* Supplied records
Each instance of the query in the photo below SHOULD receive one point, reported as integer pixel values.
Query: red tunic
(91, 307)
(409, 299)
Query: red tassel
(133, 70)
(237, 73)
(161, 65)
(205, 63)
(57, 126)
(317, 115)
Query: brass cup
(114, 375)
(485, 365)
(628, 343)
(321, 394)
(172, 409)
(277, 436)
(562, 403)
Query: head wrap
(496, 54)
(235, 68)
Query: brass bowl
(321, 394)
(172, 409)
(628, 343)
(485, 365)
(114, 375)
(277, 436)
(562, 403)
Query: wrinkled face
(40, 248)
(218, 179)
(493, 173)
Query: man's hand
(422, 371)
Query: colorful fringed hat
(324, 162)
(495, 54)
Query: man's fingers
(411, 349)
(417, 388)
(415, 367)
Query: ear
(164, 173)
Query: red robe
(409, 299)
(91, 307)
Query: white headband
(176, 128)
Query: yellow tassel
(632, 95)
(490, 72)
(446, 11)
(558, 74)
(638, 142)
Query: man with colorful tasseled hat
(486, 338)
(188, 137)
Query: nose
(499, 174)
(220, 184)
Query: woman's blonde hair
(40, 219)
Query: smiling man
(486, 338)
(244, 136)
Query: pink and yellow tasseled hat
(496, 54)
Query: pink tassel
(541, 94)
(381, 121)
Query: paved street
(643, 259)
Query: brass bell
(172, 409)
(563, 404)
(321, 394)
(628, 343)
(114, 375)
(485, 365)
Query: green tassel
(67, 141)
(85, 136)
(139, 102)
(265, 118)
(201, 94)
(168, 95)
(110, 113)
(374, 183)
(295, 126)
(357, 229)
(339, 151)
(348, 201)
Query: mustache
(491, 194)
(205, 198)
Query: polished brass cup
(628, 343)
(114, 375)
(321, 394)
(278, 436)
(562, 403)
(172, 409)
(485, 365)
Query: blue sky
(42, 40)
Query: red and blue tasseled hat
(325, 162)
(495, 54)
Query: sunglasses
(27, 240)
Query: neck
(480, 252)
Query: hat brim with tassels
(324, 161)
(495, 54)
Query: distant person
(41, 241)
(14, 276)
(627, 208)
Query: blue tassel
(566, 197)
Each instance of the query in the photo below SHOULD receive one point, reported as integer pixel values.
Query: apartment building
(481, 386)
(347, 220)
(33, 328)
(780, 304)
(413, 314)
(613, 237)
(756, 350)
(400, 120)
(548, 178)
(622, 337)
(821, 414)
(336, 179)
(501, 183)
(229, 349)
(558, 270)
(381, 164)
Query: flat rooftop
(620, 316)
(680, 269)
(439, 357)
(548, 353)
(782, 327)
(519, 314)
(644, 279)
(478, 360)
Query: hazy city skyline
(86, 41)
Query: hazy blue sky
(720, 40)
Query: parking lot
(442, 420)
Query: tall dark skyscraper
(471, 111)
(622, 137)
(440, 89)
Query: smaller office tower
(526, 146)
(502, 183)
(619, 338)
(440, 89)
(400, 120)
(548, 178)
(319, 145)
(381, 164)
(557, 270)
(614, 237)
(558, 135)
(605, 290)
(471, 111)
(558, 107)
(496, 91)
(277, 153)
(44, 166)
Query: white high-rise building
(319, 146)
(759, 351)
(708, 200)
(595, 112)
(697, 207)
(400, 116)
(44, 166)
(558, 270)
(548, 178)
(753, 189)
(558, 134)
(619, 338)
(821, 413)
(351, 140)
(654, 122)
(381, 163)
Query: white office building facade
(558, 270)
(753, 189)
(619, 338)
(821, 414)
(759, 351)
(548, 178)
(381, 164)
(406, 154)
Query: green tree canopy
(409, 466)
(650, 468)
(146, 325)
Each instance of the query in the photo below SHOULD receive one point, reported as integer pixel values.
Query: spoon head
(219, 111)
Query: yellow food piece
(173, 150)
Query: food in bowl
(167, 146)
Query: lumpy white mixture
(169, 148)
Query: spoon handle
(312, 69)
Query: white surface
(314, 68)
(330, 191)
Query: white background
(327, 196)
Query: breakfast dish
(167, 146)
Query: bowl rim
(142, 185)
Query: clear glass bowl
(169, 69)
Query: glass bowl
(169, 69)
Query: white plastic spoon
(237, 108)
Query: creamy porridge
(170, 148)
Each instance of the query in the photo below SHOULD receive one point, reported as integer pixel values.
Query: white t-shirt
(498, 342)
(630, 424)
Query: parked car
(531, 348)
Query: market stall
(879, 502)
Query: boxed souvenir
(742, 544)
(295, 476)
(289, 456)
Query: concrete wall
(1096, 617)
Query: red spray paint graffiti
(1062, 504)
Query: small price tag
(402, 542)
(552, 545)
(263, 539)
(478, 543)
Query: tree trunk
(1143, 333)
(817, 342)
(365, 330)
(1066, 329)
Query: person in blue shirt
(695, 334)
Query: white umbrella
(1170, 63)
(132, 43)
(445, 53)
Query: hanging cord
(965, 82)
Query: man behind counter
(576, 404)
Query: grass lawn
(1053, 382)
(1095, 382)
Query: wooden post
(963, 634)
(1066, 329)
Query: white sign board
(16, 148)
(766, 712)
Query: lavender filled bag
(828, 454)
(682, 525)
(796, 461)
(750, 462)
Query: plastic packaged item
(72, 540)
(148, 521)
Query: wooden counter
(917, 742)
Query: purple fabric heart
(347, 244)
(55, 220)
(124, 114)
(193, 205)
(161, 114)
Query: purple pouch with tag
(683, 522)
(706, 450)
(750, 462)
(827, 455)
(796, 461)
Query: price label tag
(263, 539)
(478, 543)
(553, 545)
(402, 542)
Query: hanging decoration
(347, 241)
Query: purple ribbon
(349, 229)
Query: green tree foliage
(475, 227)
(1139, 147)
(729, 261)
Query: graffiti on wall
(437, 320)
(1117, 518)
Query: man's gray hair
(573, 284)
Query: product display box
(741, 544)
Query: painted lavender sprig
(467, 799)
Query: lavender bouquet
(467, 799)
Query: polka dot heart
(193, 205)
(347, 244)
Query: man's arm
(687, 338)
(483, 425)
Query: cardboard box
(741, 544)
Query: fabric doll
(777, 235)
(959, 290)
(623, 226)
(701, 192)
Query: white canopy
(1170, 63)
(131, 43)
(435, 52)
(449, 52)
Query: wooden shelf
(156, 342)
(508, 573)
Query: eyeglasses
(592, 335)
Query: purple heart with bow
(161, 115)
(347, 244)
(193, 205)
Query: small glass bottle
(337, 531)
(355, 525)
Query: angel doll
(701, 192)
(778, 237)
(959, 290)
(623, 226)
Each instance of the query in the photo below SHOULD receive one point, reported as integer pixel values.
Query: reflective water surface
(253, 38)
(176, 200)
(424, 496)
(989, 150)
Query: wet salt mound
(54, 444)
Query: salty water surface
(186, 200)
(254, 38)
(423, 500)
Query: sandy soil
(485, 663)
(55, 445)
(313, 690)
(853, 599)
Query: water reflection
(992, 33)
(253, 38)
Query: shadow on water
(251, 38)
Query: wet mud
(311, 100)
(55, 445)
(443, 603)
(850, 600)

* What the task asks
Please copy the data above without any changes, from the first line through the last.

* Exercise result
Each instance of the query in the photo below SHOULD receive one point, reported as integer pixel values.
Query: red tunic
(91, 307)
(409, 299)
Query: red tassel
(133, 70)
(237, 73)
(161, 65)
(205, 63)
(57, 126)
(317, 115)
Query: brass cup
(114, 375)
(485, 365)
(628, 343)
(321, 394)
(172, 409)
(277, 436)
(562, 403)
Query: head wrap
(496, 54)
(235, 68)
Query: brass bowl
(321, 394)
(172, 409)
(628, 343)
(485, 365)
(114, 375)
(277, 436)
(562, 403)
Query: wrinkled face
(40, 248)
(218, 179)
(493, 173)
Query: man's hand
(422, 371)
Query: colorful fringed hat
(324, 162)
(495, 54)
Query: man's fingers
(411, 349)
(417, 388)
(415, 367)
Query: ear
(164, 173)
Query: red robe
(409, 299)
(91, 307)
Query: white headband
(176, 128)
Query: yellow tassel
(632, 95)
(490, 72)
(446, 11)
(558, 74)
(638, 142)
Query: man with colorful tasseled hat
(486, 338)
(188, 137)
Query: nose
(499, 174)
(220, 184)
Query: woman's blonde hair
(40, 219)
Query: smiling man
(486, 338)
(244, 136)
Query: pink and yellow tasseled hat
(496, 54)
Query: pink tassel
(541, 94)
(381, 121)
Query: paved street
(643, 259)
Query: brass bell
(172, 409)
(563, 404)
(321, 394)
(628, 343)
(114, 375)
(485, 365)
Query: green tassel
(67, 141)
(85, 136)
(139, 102)
(265, 118)
(201, 94)
(168, 95)
(110, 113)
(374, 183)
(295, 126)
(357, 229)
(339, 151)
(348, 201)
Query: mustache
(491, 194)
(205, 198)
Query: polished brass cup
(628, 343)
(114, 375)
(321, 394)
(278, 436)
(562, 403)
(172, 409)
(485, 365)
Query: blue sky
(42, 40)
Query: red and blue tasseled hat
(325, 162)
(495, 54)
Query: sunglasses
(27, 240)
Query: neck
(480, 252)
Query: hat brim with tassels
(324, 161)
(495, 54)
Query: distant person
(41, 241)
(14, 276)
(627, 208)
Query: blue tassel
(566, 197)
Each instance of the query in the photo below SHOULD receive one point, reported as integer pixel values.
Query: apartment building
(481, 386)
(347, 220)
(33, 328)
(780, 304)
(413, 314)
(613, 237)
(756, 350)
(400, 120)
(548, 178)
(622, 337)
(821, 414)
(336, 179)
(501, 183)
(229, 349)
(558, 270)
(381, 164)
Query: flat rooftop
(620, 316)
(680, 269)
(439, 357)
(548, 353)
(782, 327)
(519, 314)
(644, 279)
(478, 360)
Query: hazy city skyline
(86, 41)
Query: hazy blue sky
(720, 40)
Query: parking lot
(442, 420)
Query: tall dark skyscraper
(471, 111)
(622, 137)
(440, 89)
Query: smaller office tower
(526, 146)
(502, 183)
(619, 338)
(440, 89)
(400, 120)
(548, 178)
(319, 145)
(381, 164)
(557, 270)
(614, 237)
(558, 135)
(605, 290)
(471, 111)
(558, 107)
(496, 91)
(277, 153)
(44, 166)
Query: white high-rise building
(319, 146)
(759, 351)
(708, 200)
(595, 112)
(697, 207)
(400, 116)
(44, 166)
(558, 270)
(548, 178)
(753, 189)
(558, 134)
(619, 338)
(821, 413)
(351, 140)
(654, 122)
(381, 163)
Query: white office building facade
(558, 270)
(753, 189)
(619, 338)
(821, 414)
(759, 351)
(548, 178)
(381, 164)
(406, 154)
Query: green tree canopy
(409, 466)
(650, 468)
(146, 325)
Each instance of the query in the photo below SHOULD receive one point, reported as integer pixel values.
Query: spoon head
(219, 111)
Query: yellow food piece
(173, 150)
Query: food in bowl
(167, 146)
Query: lumpy white mixture
(169, 148)
Query: spoon handle
(312, 69)
Query: white surface
(314, 68)
(330, 191)
Query: white background
(327, 196)
Query: breakfast dish
(167, 146)
Query: bowl rim
(142, 185)
Query: clear glass bowl
(169, 69)
Query: glass bowl
(169, 69)
Query: white plastic spoon
(237, 108)
Query: creamy porridge
(170, 148)
Each instance of the query in the photo below SHOULD receive one point, reported as integer pixel values.
Query: white t-shirt
(498, 342)
(630, 424)
Query: parked car
(531, 348)
Query: market stall
(879, 502)
Query: boxed souvenir
(742, 544)
(295, 476)
(289, 456)
Query: concrete wall
(1096, 617)
Query: red spray paint graffiti
(1062, 504)
Query: small price tag
(402, 542)
(552, 545)
(263, 539)
(478, 543)
Query: tree trunk
(1143, 333)
(817, 342)
(365, 330)
(1066, 329)
Query: person in blue shirt
(695, 334)
Query: white umbrella
(1170, 63)
(132, 43)
(445, 53)
Query: hanging cord
(965, 82)
Query: man behind counter
(576, 404)
Query: grass lawn
(1053, 382)
(1095, 382)
Query: wooden post
(963, 634)
(1066, 329)
Query: white sign board
(16, 148)
(766, 712)
Query: lavender filled bag
(828, 454)
(682, 525)
(796, 461)
(750, 462)
Query: plastic packaged item
(72, 540)
(148, 521)
Query: wooden counter
(917, 742)
Query: purple fabric heart
(347, 244)
(55, 220)
(124, 114)
(193, 205)
(161, 114)
Query: purple pouch with tag
(683, 522)
(706, 450)
(750, 462)
(827, 455)
(796, 461)
Query: price label tag
(263, 539)
(478, 543)
(553, 545)
(402, 542)
Query: hanging decoration
(347, 241)
Query: purple ribbon
(349, 229)
Query: green tree foliage
(475, 227)
(1139, 147)
(729, 261)
Query: graffiti on wall
(437, 320)
(1117, 518)
Query: man's gray hair
(573, 284)
Query: product display box
(741, 544)
Query: painted lavender sprig
(467, 799)
Query: lavender bouquet
(467, 799)
Query: polka dot heart
(193, 205)
(347, 244)
Query: man's arm
(687, 338)
(483, 425)
Query: cardboard box
(741, 544)
Query: fabric doll
(777, 235)
(959, 290)
(623, 226)
(701, 192)
Query: white canopy
(1170, 63)
(131, 43)
(435, 52)
(449, 52)
Query: wooden shelf
(156, 342)
(508, 573)
Query: eyeglasses
(592, 335)
Query: purple heart with bow
(161, 115)
(347, 244)
(193, 205)
Query: small glass bottle
(337, 531)
(355, 525)
Query: angel doll
(701, 192)
(778, 237)
(959, 290)
(623, 226)
Each instance of the query in the photo below SHOULD receive one point, reported as integer pixel values.
Query: reflective water surface
(253, 38)
(176, 200)
(424, 496)
(989, 150)
Query: wet salt mound
(54, 444)
Query: salty water surface
(186, 200)
(254, 38)
(423, 500)
Query: sandy soil
(485, 663)
(55, 445)
(313, 690)
(853, 599)
Query: water reflection
(992, 33)
(253, 38)
Query: shadow on water
(251, 38)
Query: wet mud
(311, 100)
(55, 445)
(443, 603)
(850, 600)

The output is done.